What you need to do:
Which lines in the data below contain the word "trousers"? Copy each of them.

Referring expression data:
============================================================

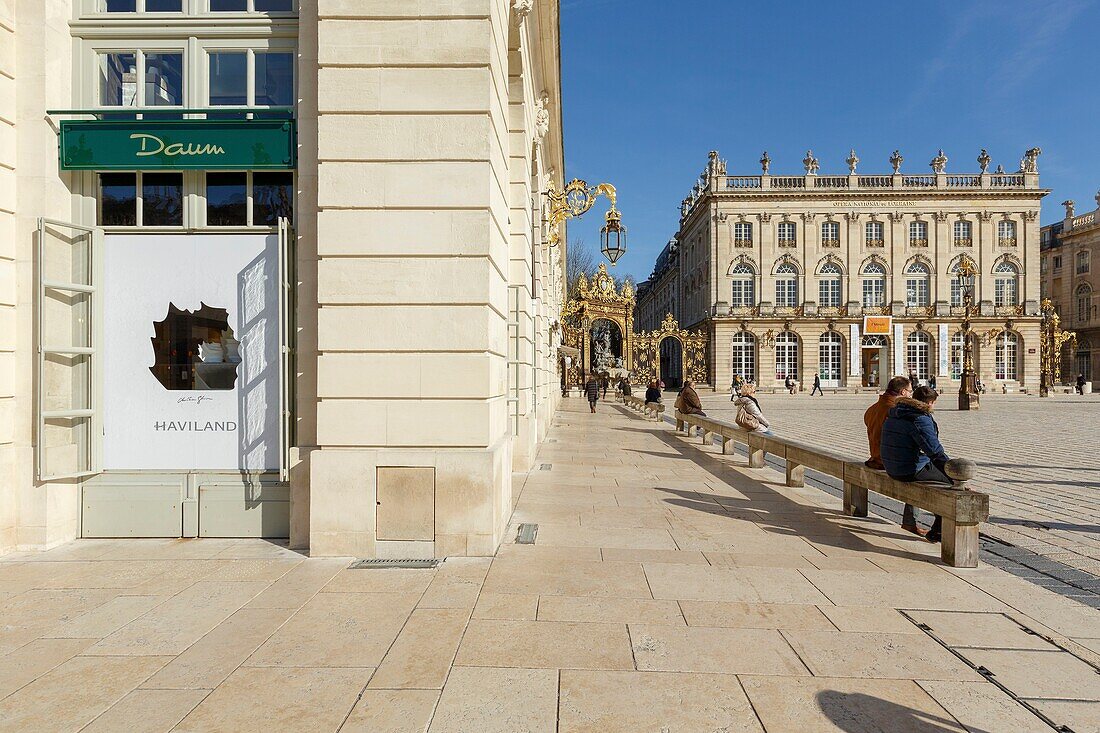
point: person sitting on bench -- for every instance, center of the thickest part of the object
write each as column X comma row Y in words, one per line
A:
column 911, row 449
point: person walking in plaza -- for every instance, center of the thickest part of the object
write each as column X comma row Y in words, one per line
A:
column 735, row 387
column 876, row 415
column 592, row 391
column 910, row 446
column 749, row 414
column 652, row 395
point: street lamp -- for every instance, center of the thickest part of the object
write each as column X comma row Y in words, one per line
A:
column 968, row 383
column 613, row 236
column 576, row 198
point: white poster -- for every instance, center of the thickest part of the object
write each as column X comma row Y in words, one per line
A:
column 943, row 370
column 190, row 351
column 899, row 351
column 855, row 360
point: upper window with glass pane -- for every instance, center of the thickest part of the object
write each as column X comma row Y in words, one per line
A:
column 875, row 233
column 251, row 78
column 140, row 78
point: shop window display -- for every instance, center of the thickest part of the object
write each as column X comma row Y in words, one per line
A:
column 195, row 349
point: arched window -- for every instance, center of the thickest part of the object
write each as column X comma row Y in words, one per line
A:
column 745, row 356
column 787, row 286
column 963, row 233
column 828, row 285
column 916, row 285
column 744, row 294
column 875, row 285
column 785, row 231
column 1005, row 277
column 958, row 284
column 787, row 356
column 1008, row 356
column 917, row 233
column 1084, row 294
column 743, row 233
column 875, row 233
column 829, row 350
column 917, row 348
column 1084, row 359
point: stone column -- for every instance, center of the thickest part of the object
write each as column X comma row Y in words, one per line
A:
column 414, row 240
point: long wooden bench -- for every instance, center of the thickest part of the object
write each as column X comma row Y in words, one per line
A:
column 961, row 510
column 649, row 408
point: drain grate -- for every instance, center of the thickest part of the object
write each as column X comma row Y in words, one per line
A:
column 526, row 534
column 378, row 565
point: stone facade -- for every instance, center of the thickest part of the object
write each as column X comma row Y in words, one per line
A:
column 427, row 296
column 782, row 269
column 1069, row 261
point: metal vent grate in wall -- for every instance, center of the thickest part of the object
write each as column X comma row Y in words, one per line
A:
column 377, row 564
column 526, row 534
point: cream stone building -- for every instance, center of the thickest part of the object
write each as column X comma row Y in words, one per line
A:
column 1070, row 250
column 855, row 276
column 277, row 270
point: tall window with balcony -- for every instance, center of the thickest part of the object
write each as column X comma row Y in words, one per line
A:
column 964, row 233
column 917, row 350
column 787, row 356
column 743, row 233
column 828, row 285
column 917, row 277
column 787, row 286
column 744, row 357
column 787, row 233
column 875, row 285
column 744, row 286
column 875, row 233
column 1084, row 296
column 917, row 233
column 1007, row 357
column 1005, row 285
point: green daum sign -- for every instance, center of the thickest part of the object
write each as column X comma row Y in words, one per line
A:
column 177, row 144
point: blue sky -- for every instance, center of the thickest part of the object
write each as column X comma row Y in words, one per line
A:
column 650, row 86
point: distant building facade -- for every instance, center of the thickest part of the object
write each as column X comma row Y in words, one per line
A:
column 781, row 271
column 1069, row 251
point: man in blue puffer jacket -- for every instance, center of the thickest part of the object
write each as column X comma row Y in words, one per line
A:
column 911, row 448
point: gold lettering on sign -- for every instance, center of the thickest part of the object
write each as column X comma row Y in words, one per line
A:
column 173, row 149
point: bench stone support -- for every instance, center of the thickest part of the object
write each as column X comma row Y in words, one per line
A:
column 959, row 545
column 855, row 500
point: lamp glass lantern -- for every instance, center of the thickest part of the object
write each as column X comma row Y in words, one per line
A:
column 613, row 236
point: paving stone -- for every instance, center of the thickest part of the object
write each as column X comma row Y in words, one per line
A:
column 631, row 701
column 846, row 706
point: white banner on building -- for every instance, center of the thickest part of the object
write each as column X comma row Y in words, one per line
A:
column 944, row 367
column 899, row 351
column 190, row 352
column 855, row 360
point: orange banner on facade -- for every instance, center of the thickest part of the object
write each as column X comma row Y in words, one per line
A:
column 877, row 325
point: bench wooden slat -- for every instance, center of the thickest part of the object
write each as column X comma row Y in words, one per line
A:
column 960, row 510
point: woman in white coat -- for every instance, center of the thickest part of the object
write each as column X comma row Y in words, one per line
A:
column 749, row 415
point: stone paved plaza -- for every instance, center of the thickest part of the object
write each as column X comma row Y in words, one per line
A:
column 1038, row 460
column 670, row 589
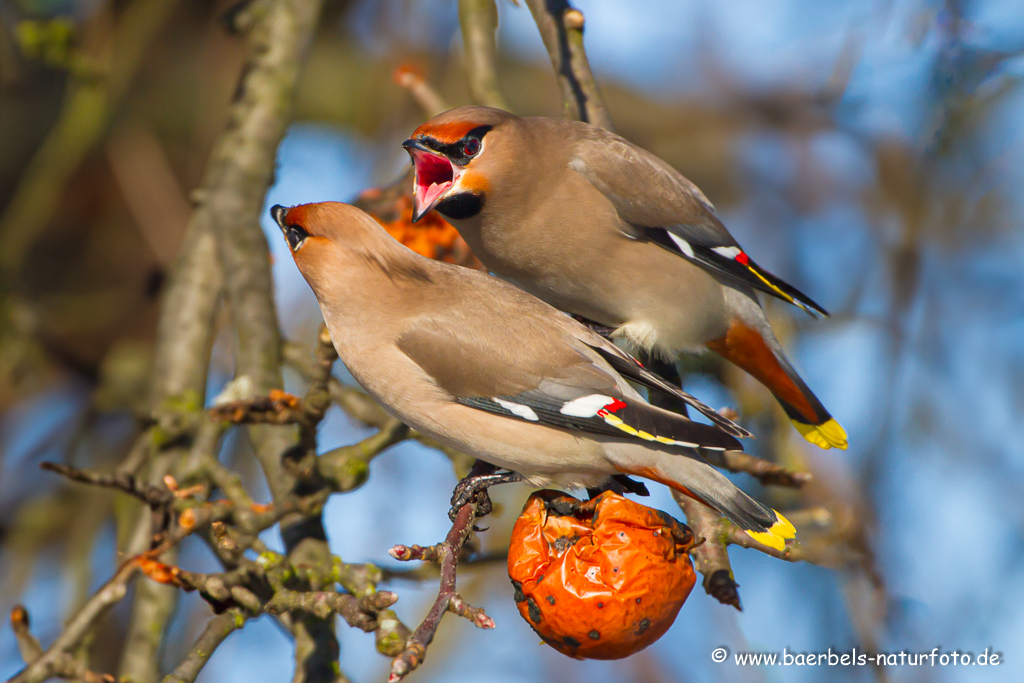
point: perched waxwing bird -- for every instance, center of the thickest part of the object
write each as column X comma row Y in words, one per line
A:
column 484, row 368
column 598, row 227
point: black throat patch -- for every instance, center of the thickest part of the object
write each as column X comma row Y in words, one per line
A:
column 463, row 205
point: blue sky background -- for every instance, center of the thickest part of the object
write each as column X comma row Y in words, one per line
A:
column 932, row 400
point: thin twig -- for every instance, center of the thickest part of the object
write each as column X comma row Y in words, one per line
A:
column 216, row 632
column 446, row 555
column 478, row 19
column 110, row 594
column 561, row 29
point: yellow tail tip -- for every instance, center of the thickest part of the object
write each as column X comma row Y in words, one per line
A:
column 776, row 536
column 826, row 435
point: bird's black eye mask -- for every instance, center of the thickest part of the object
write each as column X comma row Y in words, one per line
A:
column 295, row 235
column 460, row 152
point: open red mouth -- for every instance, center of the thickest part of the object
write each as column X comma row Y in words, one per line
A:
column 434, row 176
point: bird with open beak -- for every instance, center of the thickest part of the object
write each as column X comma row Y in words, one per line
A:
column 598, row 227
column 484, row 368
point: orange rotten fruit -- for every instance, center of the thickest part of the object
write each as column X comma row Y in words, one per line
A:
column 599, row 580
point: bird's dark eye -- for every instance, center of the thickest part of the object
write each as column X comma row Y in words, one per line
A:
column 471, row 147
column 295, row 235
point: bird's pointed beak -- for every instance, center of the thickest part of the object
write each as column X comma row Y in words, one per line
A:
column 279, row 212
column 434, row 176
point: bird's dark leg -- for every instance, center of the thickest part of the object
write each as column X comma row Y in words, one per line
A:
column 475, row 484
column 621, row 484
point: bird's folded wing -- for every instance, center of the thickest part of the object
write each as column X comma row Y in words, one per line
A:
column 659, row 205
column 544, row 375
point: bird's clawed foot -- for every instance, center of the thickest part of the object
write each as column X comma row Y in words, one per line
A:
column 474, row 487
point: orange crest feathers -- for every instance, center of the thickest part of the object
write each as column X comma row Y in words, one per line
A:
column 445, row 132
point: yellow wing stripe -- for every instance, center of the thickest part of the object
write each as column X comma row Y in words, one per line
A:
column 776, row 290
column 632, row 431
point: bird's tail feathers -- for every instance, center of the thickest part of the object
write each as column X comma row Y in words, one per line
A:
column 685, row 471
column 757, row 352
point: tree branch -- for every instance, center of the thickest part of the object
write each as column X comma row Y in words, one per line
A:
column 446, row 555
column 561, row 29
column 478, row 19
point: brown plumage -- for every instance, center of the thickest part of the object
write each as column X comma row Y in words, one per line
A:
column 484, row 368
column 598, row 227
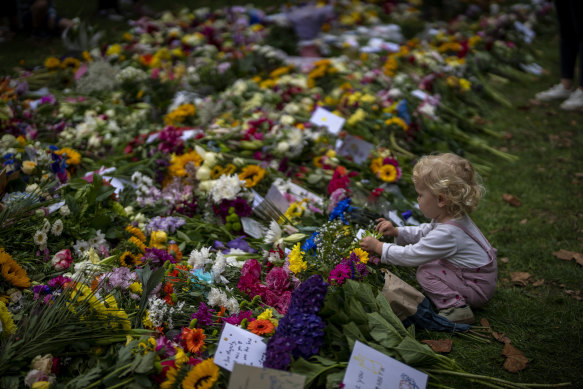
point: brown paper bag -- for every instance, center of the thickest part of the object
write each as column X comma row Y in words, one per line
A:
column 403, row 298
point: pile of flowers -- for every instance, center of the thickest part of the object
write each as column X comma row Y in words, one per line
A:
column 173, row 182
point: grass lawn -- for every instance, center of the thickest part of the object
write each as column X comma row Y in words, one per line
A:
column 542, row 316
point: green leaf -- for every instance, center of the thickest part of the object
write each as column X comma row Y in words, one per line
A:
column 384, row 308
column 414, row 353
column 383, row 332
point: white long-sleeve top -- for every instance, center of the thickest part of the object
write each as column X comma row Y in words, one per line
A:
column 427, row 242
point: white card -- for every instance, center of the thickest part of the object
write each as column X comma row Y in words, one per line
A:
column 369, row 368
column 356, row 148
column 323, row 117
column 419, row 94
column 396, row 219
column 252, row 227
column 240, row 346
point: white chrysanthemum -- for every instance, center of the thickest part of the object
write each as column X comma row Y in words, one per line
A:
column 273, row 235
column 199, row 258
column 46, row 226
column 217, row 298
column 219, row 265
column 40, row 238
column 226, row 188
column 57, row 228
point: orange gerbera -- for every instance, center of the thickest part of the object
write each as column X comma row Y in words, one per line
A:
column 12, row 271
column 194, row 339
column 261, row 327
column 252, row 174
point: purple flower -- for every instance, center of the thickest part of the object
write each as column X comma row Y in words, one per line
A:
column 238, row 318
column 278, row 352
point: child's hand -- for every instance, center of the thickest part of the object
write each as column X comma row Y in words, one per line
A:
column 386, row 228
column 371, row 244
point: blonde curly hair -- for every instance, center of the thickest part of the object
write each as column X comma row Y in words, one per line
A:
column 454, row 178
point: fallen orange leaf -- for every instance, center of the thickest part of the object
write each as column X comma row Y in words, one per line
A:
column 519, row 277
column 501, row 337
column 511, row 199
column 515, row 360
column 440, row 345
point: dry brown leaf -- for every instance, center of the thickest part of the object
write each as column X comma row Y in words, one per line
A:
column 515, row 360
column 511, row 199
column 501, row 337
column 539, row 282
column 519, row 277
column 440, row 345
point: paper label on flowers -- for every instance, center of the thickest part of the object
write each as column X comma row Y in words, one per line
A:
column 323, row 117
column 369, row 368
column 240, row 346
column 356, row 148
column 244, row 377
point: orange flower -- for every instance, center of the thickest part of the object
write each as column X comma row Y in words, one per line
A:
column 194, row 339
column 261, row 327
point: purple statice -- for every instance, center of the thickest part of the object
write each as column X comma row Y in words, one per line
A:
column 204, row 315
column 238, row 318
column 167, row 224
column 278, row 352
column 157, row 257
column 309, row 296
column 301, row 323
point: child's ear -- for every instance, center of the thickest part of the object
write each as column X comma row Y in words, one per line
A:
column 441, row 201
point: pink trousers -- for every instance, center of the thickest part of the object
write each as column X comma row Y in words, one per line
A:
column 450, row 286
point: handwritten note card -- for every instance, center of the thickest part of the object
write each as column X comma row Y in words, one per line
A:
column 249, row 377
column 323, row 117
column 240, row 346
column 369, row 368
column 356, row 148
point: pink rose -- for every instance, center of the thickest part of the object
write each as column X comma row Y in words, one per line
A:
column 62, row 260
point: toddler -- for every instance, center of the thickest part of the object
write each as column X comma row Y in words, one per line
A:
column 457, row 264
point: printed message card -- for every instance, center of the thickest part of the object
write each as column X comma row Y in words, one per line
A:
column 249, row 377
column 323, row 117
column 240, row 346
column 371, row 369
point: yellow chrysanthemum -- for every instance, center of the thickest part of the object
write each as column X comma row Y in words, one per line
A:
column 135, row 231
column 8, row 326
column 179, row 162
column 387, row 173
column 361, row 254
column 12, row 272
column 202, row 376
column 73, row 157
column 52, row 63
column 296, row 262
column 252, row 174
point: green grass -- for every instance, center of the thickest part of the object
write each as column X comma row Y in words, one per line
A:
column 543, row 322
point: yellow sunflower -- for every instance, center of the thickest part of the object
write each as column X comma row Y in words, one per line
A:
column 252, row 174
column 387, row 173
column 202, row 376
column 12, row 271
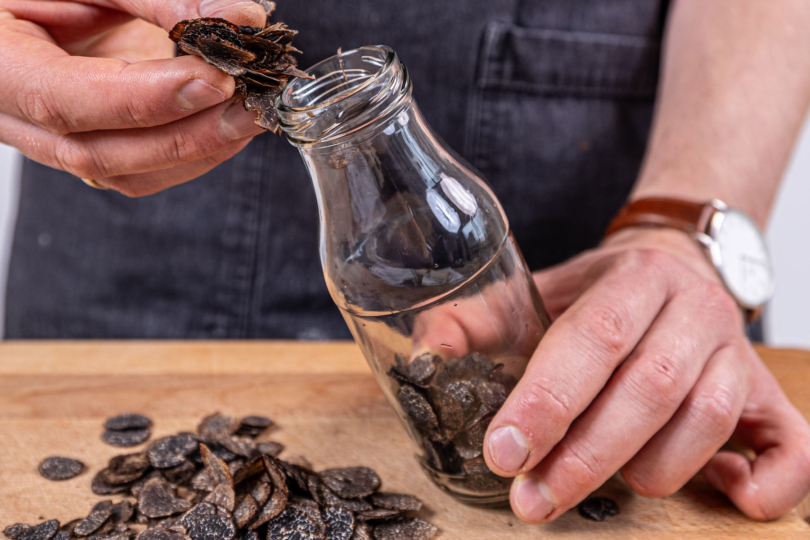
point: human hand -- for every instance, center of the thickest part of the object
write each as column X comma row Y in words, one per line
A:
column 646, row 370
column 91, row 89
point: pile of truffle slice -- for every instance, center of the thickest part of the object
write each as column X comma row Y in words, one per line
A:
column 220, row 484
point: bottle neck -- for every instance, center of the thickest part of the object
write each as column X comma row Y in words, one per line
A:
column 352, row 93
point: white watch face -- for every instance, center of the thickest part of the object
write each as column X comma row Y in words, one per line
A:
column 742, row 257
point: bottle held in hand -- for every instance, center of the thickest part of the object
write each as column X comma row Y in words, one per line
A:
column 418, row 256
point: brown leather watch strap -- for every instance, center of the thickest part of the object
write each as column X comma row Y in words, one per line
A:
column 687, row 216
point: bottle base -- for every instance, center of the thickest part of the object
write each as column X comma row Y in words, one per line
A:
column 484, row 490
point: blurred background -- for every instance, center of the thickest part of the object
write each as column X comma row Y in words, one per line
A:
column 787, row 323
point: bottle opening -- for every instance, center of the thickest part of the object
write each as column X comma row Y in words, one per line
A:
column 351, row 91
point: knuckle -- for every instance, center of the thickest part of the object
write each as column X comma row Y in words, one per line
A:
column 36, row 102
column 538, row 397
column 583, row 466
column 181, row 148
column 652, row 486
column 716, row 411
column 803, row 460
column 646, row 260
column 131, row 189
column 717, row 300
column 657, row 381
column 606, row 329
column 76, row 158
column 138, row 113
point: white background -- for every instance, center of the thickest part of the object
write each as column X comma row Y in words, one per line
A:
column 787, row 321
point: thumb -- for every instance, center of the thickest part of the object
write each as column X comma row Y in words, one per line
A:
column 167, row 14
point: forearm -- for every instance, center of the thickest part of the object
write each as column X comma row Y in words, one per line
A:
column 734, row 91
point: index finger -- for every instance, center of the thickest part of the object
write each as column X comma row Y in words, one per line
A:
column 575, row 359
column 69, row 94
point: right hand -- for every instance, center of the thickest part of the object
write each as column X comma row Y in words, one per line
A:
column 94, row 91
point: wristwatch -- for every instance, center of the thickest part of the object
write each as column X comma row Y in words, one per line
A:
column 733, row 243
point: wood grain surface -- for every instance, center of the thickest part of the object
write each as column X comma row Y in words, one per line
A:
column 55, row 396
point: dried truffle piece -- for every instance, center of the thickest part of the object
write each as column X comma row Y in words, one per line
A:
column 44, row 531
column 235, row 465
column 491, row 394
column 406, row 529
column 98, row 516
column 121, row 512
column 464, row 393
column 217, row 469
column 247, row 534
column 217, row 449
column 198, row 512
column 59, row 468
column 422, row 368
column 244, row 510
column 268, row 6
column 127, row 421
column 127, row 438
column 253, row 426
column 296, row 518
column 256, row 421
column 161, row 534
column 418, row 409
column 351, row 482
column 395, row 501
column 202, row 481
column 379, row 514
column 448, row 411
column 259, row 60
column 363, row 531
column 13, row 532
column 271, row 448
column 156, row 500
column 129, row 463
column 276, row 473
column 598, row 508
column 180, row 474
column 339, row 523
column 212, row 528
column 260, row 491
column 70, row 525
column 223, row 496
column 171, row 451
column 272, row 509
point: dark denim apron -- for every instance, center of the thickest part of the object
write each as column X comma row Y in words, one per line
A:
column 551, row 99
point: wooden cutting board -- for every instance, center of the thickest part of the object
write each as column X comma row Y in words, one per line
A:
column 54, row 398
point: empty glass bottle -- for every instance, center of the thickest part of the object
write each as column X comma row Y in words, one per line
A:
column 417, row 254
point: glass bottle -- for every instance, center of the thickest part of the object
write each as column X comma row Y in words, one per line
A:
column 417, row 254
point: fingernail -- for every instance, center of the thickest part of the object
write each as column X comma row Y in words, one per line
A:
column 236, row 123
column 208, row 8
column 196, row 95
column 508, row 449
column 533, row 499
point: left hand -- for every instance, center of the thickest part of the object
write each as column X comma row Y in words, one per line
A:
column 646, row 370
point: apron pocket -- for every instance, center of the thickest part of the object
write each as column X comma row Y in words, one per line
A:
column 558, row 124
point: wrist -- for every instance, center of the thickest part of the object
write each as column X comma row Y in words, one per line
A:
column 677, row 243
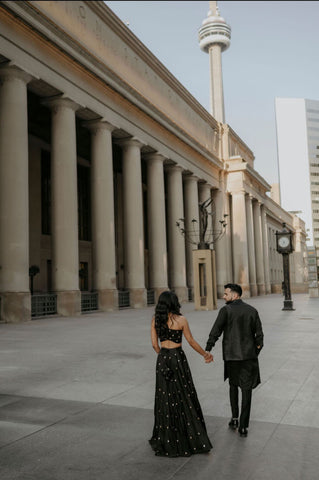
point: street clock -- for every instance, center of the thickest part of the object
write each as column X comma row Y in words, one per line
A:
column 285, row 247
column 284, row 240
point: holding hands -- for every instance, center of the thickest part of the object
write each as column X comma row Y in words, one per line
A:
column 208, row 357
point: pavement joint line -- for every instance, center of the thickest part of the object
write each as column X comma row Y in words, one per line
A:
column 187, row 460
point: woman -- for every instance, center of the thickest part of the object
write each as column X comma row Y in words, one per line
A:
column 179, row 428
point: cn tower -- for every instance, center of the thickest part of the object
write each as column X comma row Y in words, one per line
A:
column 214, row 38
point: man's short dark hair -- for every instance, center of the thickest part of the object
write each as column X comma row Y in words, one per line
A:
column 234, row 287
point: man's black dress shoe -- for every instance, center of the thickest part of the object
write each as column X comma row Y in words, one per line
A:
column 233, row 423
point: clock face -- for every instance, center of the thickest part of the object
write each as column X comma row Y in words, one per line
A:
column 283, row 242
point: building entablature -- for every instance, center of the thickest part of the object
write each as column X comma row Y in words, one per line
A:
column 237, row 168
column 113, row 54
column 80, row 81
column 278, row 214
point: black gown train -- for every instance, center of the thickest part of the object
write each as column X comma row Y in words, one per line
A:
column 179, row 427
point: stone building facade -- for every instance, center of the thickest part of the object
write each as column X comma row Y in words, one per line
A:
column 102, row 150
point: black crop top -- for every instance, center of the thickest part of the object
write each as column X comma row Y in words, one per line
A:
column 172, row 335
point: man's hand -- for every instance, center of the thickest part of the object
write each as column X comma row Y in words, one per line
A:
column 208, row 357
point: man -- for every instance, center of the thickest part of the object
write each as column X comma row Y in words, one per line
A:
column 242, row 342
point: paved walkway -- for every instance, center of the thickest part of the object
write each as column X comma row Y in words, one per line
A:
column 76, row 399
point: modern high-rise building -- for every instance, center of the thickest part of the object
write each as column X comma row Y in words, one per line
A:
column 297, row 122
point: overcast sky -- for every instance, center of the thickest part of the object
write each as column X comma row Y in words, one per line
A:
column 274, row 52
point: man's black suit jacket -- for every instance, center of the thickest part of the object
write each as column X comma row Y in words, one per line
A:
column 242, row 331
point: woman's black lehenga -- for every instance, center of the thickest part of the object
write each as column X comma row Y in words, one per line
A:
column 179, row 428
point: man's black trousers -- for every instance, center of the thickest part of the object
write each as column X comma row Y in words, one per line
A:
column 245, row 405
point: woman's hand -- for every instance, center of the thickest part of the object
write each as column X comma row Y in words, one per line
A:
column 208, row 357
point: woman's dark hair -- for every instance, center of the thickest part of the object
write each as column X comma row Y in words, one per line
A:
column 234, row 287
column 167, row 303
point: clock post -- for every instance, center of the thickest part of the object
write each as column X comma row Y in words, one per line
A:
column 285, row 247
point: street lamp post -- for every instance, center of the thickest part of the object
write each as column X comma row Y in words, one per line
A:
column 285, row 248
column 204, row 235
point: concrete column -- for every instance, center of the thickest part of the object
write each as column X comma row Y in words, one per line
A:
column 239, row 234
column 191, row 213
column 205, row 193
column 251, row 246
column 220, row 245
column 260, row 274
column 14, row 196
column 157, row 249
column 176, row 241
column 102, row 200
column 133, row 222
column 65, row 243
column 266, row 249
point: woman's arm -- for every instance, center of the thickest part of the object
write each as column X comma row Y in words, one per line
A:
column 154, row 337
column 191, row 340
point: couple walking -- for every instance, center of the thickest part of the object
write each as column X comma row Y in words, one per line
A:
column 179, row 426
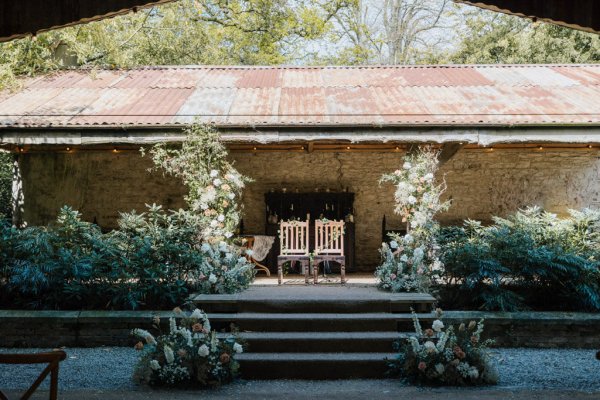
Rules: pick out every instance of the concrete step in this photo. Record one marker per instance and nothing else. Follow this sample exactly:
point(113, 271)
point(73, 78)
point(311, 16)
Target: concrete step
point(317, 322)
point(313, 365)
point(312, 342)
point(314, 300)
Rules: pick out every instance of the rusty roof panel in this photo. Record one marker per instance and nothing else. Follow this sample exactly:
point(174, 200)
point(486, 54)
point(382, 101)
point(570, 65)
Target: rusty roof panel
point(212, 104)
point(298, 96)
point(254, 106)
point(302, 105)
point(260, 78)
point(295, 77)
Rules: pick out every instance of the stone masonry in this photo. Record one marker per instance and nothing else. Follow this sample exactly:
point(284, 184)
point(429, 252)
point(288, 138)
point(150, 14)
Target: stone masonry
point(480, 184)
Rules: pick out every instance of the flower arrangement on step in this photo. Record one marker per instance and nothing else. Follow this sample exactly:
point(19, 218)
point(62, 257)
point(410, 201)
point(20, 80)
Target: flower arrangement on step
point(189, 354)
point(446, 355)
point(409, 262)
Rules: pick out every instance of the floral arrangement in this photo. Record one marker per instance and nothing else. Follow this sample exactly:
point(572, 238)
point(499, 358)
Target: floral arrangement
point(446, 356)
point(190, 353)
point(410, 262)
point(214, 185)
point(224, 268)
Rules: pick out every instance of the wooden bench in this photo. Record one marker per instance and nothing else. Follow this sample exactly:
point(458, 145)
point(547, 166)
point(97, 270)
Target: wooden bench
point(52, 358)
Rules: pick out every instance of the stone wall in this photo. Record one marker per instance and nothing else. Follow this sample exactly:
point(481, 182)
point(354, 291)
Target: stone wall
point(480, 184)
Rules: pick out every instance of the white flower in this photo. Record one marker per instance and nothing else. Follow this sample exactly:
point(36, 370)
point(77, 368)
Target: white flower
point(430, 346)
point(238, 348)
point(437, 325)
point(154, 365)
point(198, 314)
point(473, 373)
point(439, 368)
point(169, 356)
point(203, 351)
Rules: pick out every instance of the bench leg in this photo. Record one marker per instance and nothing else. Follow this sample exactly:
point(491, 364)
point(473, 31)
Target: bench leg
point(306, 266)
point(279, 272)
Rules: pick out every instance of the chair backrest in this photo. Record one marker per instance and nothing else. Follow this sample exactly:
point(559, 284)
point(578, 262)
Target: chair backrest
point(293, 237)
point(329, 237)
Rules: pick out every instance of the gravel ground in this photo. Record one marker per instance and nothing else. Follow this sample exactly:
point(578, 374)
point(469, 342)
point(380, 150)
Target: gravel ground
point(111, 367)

============================================================

Written response:
point: pink trousers -- for every instance, center of the thickest part of the object
point: man's black trousers -- for every instance, center of the thickest part of the object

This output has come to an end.